### Task instructions
Gather every line from the items below that contains the string "reflection", and copy each one out. Case counts.

### Records supplied
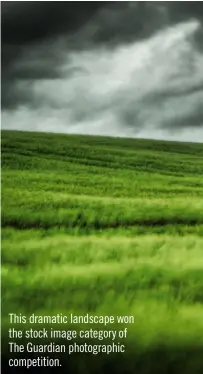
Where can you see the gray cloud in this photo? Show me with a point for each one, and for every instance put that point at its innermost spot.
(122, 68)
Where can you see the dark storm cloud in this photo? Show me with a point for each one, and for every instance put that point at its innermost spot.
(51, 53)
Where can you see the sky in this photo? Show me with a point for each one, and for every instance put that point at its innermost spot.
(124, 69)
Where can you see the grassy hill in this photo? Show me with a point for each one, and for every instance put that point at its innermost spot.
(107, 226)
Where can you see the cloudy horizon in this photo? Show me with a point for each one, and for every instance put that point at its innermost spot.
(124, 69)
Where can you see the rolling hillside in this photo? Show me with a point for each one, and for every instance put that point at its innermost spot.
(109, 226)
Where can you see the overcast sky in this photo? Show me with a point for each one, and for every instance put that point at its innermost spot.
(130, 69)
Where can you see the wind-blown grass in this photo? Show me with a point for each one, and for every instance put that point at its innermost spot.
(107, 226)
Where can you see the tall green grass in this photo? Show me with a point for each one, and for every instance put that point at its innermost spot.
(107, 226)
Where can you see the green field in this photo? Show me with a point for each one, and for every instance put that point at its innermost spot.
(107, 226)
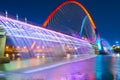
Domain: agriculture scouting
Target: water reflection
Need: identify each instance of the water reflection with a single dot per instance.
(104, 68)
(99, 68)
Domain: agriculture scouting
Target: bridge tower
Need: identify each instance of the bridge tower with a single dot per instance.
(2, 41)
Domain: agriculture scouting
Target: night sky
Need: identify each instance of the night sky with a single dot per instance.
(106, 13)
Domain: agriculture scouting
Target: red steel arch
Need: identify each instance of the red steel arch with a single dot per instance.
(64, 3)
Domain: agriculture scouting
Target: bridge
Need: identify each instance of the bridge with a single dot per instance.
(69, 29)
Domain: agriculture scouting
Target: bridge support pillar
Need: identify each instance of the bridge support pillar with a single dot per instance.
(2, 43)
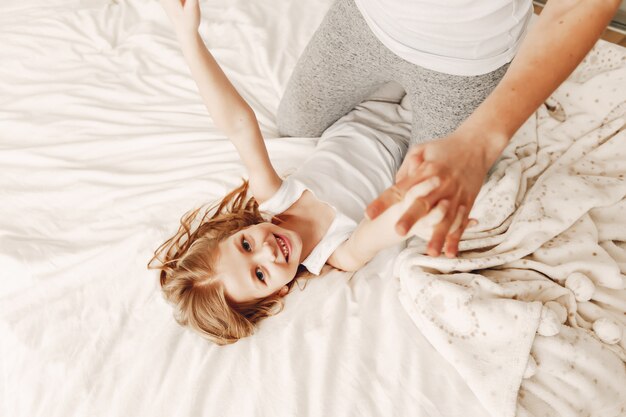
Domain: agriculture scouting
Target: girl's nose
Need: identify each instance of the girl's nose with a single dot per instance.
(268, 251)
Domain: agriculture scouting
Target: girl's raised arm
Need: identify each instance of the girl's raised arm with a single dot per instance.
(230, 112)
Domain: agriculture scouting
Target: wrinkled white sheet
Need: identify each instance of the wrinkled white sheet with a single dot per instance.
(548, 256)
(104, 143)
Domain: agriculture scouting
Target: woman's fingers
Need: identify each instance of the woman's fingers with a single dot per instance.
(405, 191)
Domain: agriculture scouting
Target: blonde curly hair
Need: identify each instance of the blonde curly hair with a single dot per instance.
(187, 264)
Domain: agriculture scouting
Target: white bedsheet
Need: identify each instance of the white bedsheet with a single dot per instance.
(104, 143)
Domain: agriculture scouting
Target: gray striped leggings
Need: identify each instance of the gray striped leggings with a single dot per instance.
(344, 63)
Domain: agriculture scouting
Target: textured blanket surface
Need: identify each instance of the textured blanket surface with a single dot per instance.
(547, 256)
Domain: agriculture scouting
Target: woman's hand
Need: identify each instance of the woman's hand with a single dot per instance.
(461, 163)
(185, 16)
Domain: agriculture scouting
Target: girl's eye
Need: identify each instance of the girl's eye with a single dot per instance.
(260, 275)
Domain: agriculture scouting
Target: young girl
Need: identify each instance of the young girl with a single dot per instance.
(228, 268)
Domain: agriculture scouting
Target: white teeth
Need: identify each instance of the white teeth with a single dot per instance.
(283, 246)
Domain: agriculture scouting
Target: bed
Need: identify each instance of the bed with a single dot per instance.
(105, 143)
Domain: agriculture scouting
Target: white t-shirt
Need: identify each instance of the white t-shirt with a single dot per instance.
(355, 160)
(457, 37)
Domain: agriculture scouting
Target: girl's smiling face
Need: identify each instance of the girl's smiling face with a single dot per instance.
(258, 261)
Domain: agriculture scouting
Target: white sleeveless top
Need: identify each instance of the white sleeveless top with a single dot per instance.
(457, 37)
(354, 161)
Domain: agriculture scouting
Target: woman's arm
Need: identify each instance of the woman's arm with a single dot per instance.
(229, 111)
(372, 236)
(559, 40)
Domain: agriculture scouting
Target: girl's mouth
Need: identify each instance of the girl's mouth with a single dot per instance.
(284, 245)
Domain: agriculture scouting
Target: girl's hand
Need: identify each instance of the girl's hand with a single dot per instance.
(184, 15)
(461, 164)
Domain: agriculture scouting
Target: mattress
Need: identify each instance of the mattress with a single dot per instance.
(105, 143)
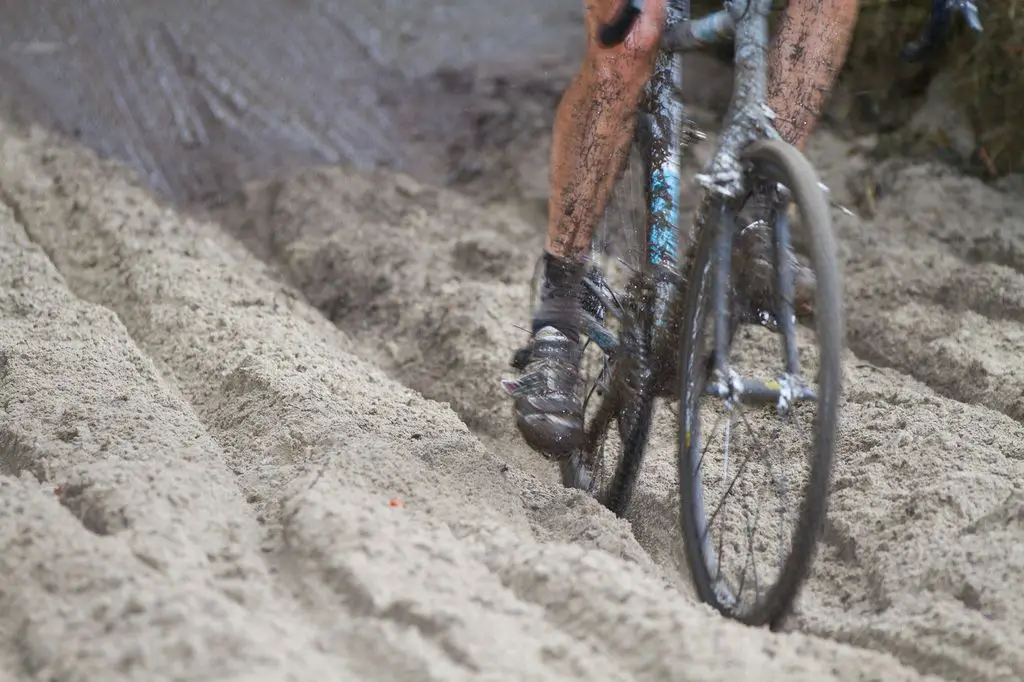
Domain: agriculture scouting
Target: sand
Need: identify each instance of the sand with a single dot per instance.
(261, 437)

### The result
Target: water reflection
Need: identify each instance of the water reflection with a single dot per instance.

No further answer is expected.